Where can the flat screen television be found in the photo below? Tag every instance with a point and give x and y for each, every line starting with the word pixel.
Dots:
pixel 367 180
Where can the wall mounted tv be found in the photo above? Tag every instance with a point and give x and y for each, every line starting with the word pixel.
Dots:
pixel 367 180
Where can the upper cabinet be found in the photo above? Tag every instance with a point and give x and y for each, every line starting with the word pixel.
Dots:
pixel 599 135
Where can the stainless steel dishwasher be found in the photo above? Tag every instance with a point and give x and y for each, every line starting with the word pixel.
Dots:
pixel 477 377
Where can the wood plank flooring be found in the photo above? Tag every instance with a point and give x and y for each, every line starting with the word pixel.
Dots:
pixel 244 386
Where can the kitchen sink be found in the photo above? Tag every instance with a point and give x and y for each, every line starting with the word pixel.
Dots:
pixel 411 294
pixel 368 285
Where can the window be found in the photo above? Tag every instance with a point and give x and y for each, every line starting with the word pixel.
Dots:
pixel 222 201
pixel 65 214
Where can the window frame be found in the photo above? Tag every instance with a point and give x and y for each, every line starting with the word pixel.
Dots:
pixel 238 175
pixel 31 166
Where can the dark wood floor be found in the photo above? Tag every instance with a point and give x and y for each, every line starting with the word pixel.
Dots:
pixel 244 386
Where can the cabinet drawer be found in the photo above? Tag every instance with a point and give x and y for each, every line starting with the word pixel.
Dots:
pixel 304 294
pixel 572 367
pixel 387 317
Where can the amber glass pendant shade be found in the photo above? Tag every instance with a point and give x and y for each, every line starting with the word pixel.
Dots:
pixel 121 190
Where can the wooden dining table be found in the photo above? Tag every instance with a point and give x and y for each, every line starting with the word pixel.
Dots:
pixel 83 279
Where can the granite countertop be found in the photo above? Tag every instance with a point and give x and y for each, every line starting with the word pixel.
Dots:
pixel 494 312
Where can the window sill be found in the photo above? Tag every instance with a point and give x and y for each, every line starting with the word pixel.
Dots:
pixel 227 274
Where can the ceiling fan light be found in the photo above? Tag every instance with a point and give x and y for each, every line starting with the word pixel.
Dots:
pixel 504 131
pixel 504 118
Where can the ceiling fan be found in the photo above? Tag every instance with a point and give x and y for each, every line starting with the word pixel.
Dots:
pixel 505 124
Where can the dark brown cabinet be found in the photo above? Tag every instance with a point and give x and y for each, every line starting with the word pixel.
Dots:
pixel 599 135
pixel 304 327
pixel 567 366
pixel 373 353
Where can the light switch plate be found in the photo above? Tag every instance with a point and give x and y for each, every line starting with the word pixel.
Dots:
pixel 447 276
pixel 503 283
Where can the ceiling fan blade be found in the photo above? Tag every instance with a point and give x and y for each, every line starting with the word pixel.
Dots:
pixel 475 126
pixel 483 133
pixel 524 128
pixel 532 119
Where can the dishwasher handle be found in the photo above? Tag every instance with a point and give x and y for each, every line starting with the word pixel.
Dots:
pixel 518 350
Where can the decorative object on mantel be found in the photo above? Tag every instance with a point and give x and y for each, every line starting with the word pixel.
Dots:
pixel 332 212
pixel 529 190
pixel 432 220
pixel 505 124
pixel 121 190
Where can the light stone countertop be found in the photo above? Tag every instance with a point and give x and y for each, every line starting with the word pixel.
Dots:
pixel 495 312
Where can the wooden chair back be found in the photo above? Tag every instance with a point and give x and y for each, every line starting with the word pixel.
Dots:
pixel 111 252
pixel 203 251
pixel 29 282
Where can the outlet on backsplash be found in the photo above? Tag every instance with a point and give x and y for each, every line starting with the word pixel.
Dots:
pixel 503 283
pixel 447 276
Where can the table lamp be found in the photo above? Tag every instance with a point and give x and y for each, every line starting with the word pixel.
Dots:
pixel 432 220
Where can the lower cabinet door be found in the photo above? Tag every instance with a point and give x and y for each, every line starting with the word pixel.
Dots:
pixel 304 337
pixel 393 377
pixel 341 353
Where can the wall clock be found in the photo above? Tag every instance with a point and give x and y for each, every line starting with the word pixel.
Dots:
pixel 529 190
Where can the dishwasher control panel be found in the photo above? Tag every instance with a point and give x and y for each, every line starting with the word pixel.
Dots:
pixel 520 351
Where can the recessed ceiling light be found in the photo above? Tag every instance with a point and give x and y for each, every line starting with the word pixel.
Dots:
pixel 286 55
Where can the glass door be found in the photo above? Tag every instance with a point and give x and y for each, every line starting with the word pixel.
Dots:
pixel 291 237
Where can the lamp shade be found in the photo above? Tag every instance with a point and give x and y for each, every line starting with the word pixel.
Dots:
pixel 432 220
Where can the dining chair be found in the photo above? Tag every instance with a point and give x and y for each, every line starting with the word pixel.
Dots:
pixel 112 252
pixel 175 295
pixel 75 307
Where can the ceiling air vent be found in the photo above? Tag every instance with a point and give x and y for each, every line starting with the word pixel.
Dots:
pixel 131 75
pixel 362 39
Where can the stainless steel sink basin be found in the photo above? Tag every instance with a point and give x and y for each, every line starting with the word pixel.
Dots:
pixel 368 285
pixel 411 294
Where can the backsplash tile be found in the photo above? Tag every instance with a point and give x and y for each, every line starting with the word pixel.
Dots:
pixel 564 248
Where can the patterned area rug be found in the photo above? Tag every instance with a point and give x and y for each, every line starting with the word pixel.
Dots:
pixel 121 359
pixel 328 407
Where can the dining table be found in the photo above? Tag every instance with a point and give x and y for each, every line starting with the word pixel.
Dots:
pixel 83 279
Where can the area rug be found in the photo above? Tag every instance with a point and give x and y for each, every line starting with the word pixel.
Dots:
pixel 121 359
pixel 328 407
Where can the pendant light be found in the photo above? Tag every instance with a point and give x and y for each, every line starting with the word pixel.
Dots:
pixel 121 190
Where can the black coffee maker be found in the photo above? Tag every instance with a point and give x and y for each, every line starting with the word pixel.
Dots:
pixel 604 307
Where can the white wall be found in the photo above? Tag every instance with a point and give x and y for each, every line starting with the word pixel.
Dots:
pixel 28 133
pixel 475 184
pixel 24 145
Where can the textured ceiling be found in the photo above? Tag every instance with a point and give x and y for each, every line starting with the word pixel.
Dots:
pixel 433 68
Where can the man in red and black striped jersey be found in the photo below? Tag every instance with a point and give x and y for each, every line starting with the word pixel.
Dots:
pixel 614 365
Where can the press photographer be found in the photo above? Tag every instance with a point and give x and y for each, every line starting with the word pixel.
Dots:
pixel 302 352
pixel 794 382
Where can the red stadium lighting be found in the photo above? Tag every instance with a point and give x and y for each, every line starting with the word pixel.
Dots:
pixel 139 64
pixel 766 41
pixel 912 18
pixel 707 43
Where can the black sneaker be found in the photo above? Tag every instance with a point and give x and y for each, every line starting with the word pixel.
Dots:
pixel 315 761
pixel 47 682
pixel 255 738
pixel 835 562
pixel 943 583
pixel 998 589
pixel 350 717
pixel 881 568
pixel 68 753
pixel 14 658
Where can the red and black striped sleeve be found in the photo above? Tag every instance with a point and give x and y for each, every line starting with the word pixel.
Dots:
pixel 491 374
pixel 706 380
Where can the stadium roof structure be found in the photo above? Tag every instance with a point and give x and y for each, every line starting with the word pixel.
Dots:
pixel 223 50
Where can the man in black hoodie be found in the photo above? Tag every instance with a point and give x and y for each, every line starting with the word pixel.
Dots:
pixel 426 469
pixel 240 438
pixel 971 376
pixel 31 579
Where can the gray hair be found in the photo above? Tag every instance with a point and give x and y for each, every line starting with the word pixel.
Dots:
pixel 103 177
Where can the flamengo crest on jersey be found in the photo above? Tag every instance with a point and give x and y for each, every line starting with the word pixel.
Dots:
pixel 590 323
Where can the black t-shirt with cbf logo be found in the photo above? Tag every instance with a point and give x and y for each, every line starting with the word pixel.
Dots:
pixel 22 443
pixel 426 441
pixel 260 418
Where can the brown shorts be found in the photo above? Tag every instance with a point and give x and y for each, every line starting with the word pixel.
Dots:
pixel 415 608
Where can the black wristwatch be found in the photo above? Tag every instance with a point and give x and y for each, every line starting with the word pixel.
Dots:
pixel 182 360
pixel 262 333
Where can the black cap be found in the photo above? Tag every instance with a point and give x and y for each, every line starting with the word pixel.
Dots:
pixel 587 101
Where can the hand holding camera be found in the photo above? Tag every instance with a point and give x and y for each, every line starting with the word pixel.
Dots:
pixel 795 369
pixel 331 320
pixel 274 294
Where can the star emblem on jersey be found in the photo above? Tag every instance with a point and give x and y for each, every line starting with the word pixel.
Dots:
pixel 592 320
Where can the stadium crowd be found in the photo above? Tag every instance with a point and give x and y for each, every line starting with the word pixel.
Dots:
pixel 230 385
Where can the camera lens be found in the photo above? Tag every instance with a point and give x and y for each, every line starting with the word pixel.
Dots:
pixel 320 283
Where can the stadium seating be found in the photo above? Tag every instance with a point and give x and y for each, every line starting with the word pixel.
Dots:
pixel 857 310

----------------

**Task objective:**
In the listing, switch "Tag every instance" to "Mark every instance" between the lines holding "Where can the dining chair" and "pixel 614 365", inclusive. Reproduce only those lines, with everything else left unchanged.

**Output of the task:**
Where can the dining chair be found in the photo above? Mark every instance with a point and give x and y for each, every line starting with the word pixel.
Dots:
pixel 112 252
pixel 175 295
pixel 75 307
Where can the ceiling air vent be found in the photo above? Mark every instance with a point and give x and y for each, every line starting with the word pixel.
Dots:
pixel 131 75
pixel 362 39
Where can the stainless steel sink basin be found in the photo above? Mark every instance with a point and give x and y for each, every line starting with the word pixel.
Dots:
pixel 368 285
pixel 411 294
Where can the backsplash tile be found in the photo above? Mark every instance with a point and give x and y for each, every line starting with the word pixel.
Dots:
pixel 564 248
Where can the patterned area rug be found in the photo above? Mark every instance with a point and give x and y for each, every line starting with the word pixel.
Dots:
pixel 121 359
pixel 328 407
Where can the dining table be found in the photo above? Mark every instance with a point and give x and y for each, every line starting with the word pixel.
Dots:
pixel 83 279
Where can the area rug be found in the photo above? Mark every instance with a point and give x and y for each, every line starting with the word pixel.
Dots:
pixel 121 359
pixel 328 407
Where can the pendant light be found in the photo above? Mark every instance with a point and give x and y for each, every line starting with the word pixel.
Dots:
pixel 121 190
Where can the black coffee maker be found in the photo above? Mark every instance with a point and give x and y for each, every line starting with the word pixel.
Dots:
pixel 604 307
Where can the white wall be found in the photo above? Mark every instance with a point and give x and y for each, every line starting with the word pixel.
Dots:
pixel 28 133
pixel 475 184
pixel 24 145
Where can the textured ceiling be found in the photo above? Mark every instance with a point and give x and y for each, every line starting with the word pixel.
Dots:
pixel 433 68
Where can the man in red and black striped jersey be found in the photo below? Mark every instance with a point and give x and y for each, every line starting with the word pixel.
Dots:
pixel 614 365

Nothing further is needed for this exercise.